▶ Text under study:
*** Block opens ***

For a pair of organisms that don't meet these conditions, that is, organisms that are not closely related evolutionarily and whose body mass difference exceeds the 6-7 orders of magnitude range, the researchers find that the small organism consumes about the same amount of energy per unit mass as the large organism: 1-10 watts per kilogram of body mass in the resting state of the organisms.
In other words, while metabolic activity per unit body mass varies within a group of organisms, such as mammals, it tends not to vary much when two diverse groups of organisms that differ greatly from each other in size are compared – such as bacteria and mammals.
“Our findings indicate there is a universal rate of energy supply per unit mass which can maintain life in organisms regardless of size,” Li said. “Living matter appears to be able to function at its own optimum rhythm, overriding various limitations imposed by the evolutionary increase in body size.”

*** Block closes ***

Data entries
*** Block opens ***

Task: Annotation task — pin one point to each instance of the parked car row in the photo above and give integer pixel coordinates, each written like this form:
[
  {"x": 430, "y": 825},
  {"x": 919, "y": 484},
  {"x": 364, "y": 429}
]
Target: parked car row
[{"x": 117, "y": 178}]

*** Block closes ***

▶ Goal of the exercise: Rewrite the passage on metabolic rate between "For a pair of" and "bacteria and mammals.", inclusive, changing "mammals" to "reptiles". These rows come from a separate source.

▶ Result:
For a pair of organisms that don't meet these conditions, that is, organisms that are not closely related evolutionarily and whose body mass difference exceeds the 6-7 orders of magnitude range, the researchers find that the small organism consumes about the same amount of energy per unit mass as the large organism: 1-10 watts per kilogram of body mass in the resting state of the organisms.
In other words, while metabolic activity per unit body mass varies within a group of organisms, such as reptiles, it tends not to vary much when two diverse groups of organisms that differ greatly from each other in size are compared – such as bacteria and reptiles.